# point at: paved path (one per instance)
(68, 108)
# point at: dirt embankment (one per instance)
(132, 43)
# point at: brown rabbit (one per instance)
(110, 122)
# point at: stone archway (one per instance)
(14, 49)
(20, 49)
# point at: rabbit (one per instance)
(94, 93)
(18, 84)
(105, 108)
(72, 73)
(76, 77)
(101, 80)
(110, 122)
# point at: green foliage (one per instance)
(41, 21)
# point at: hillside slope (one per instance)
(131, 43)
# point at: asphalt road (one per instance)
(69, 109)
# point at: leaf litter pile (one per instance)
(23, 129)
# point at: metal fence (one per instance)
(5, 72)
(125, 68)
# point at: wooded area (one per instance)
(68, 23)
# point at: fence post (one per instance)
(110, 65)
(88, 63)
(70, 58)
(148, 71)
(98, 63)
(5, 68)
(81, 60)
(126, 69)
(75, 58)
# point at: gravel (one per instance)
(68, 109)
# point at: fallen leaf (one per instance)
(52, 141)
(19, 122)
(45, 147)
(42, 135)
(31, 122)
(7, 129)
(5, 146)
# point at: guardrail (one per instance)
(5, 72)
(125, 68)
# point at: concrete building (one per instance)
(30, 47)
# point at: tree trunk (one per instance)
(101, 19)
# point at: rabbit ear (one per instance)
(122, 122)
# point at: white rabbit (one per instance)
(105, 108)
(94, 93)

- [Task requirements]: Your answer should consist of every record, restated exactly.

- [Result of the exercise]:
# point at: paved path (one per instance)
(68, 108)
# point at: dirt embankment (one per instance)
(132, 43)
# point at: brown rabbit (one per instance)
(110, 122)
# point at: stone archway (one per instance)
(14, 49)
(20, 49)
# point at: rabbit (one per instance)
(94, 93)
(18, 84)
(105, 108)
(72, 73)
(76, 77)
(101, 80)
(110, 122)
# point at: green foliage (one per instance)
(41, 21)
# point at: hillside slope (one per instance)
(131, 43)
# point at: asphalt road (one per instance)
(69, 109)
# point at: leaf litter pile (one per instance)
(23, 129)
# point at: metal fence (one per instance)
(5, 72)
(125, 68)
# point at: wooded area (one per instance)
(68, 23)
# point at: fence post (one per instance)
(110, 65)
(88, 63)
(70, 58)
(148, 71)
(98, 63)
(5, 68)
(81, 60)
(126, 69)
(75, 58)
# point at: gravel (one per instance)
(68, 109)
# point at: fallen leaf (one per instance)
(52, 141)
(19, 122)
(45, 147)
(42, 135)
(31, 122)
(7, 129)
(5, 146)
# point at: guardrail (one per instance)
(5, 72)
(125, 68)
# point at: concrete building (one per instance)
(30, 47)
# point at: tree trunk (one per instance)
(101, 19)
# point at: rabbit ear (one per instance)
(122, 122)
# point at: white rabbit (one per instance)
(105, 108)
(94, 93)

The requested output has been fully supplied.